_Challenge 1_: Reproduce the passage of the thread on blocking search-engine indexing that runs from "I need to set" to "Thanks Stewart.".

_Excerpted text_:

== == ==

Forum Discussion

Stewart's avatar
Stewart
Icon for Altostratus rankAltostratus
Mar 04, 2015

ASM to block indexing of sites.

Hi,

 

I need to set up ASM to block any indexing of my web site. I think that I can do this by enabling Anomaly Detection for Web Scraping. If this is done it will stop most but will still allow Google, Ask, Bing and Yahoo.

 

Would deleting Google, Ask, Bing and Yahoo from the ASM's Search Engines section block indexing from these sites also? Is there anything else that could be impacted by deleting them from the Search Engines section?

 

And finally, is there a better way of doing this?

 

Thanks Stewart.

 

5 Replies

  • Thanks John, Your articles are a great help in picking my way through how to set up ASM.

     

    Do you know if deleting them will impact any areas other than Web Scraping?

     

  • Before raising another new thread for the same topic, I hope someone will still read and answer here.

     

    We have a requirement that an application should be accessible from the Internet, but should not be listed in all these search engines. Deleting the pre-defined search engines is a global settings, but I want to do this only for specific policies. How can I achive this, means which features/functions do I need to enable/configure (fyi: IPI is not licensed)? I guess Bot detection needs to be enabled anyway. Can I use the default values/thresholds?

     

    Thank you!

     

    Ciao Stefan :)

     

  • While you can configure Web Scraping protection, I don't think that it's the best solution to prevent search-engine indexing. I'm in favor of relying on /robots.txt standard.

    If Google does not receive response to /robots.txt request (request times out), all indexing of your web-site will be discarded, as if the web-site did not exist at all. If they receive HTTP 404 or any other normal response, then your website is subject to indexing. There are firms that will not wait a day to file a lawsuit against Google if they find anything indexed that they don't want to be indexed, and for that reason Google proposed this as a compromise. Most major search engines today behave in the same way.

    For the simplest solution, just make sure requests to /robots.txt will time out, and you're done.

    1. Many viable solutions here. Personally, I use a LTM policy: (default-rule: Enable ASM ; conditional-rule for /robots.txt: Drop; Policy Strategy: Best-match). A simple iRule that drops requests to /robots.txt will work too.

== == ==

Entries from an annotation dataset
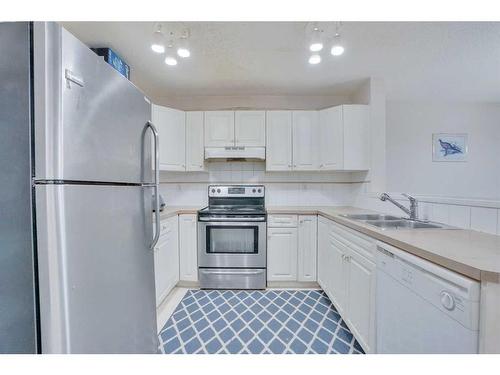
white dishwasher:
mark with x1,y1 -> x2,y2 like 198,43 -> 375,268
376,243 -> 480,354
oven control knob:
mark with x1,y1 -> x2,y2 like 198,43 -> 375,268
441,291 -> 455,310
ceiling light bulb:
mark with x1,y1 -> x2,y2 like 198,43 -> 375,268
165,56 -> 177,66
330,33 -> 345,56
151,25 -> 165,53
177,47 -> 191,57
309,26 -> 323,52
165,40 -> 177,66
309,43 -> 323,52
177,29 -> 191,58
330,44 -> 345,56
309,55 -> 321,65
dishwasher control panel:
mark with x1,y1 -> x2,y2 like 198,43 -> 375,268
376,244 -> 479,330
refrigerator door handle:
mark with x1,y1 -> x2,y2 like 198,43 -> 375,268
146,121 -> 160,250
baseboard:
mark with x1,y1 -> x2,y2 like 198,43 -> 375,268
267,281 -> 320,289
176,280 -> 321,289
176,280 -> 200,289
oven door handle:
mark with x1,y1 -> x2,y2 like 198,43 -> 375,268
198,216 -> 266,223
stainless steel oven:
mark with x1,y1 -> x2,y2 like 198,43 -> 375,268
198,186 -> 267,289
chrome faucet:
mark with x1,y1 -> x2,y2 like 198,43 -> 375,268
380,193 -> 418,220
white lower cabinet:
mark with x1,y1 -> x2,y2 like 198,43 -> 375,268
154,216 -> 179,307
345,247 -> 376,352
267,228 -> 297,281
179,214 -> 198,282
297,215 -> 318,281
318,217 -> 376,353
327,237 -> 348,315
267,215 -> 317,282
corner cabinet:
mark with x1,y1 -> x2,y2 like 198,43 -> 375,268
234,111 -> 266,147
292,111 -> 319,171
205,111 -> 234,147
319,104 -> 370,171
266,111 -> 293,171
266,111 -> 320,171
151,104 -> 186,171
186,111 -> 205,171
318,217 -> 376,353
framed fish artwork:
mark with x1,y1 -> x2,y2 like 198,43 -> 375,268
432,133 -> 468,161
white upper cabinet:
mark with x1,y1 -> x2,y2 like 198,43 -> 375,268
266,111 -> 292,171
292,111 -> 319,171
319,106 -> 344,170
205,111 -> 234,147
151,104 -> 186,171
186,111 -> 204,171
319,104 -> 370,171
234,111 -> 266,147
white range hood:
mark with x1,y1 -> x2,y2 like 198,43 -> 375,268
205,146 -> 266,160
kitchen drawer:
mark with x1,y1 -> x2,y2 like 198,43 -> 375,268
330,222 -> 375,260
267,215 -> 298,228
158,215 -> 178,238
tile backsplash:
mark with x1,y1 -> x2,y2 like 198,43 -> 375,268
160,161 -> 363,206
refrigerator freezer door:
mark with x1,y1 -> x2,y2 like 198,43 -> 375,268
34,23 -> 152,183
0,22 -> 37,353
36,185 -> 158,353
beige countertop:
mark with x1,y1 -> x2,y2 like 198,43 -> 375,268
160,206 -> 203,220
266,206 -> 500,280
160,206 -> 500,280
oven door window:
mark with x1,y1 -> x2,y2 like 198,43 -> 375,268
207,225 -> 259,254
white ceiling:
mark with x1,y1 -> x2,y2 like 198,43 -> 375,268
63,22 -> 500,101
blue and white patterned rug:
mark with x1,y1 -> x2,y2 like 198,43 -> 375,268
159,290 -> 363,354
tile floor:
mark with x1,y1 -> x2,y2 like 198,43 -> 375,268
159,289 -> 363,354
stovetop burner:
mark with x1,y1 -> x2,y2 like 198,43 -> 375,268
198,185 -> 266,217
199,206 -> 266,214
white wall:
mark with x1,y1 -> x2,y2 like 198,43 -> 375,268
353,102 -> 500,234
386,102 -> 500,200
155,93 -> 351,111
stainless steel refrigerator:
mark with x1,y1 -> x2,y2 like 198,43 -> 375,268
0,22 -> 159,353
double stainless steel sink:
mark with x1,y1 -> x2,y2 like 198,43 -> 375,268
340,214 -> 456,230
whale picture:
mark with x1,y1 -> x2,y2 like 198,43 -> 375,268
432,133 -> 468,161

== == ==

_Challenge 2_: Arrange the listing, from its first line to the line with "441,291 -> 455,310", as a JSON list of strings with one string per line. Drop blank lines, and leave the pictures out of the answer.

_Final result 1_:
I need to set up ASM to block any indexing of my web site. I think that I can do this by enabling Anomaly Detection for Web Scraping. If this is done it will stop most but will still allow Google, Ask, Bing and Yahoo.

 

Would deleting Google, Ask, Bing and Yahoo from the ASM's Search Engines section block indexing from these sites also? Is there anything else that could be impacted by deleting them from the Search Engines section?

 

And finally, is there a better way of doing this?

 

Thanks Stewart.

_Final result 2_:
[
  "white dishwasher:",
  "mark with x1,y1 -> x2,y2 like 198,43 -> 375,268",
  "376,243 -> 480,354",
  "oven control knob:",
  "mark with x1,y1 -> x2,y2 like 198,43 -> 375,268",
  "441,291 -> 455,310"
]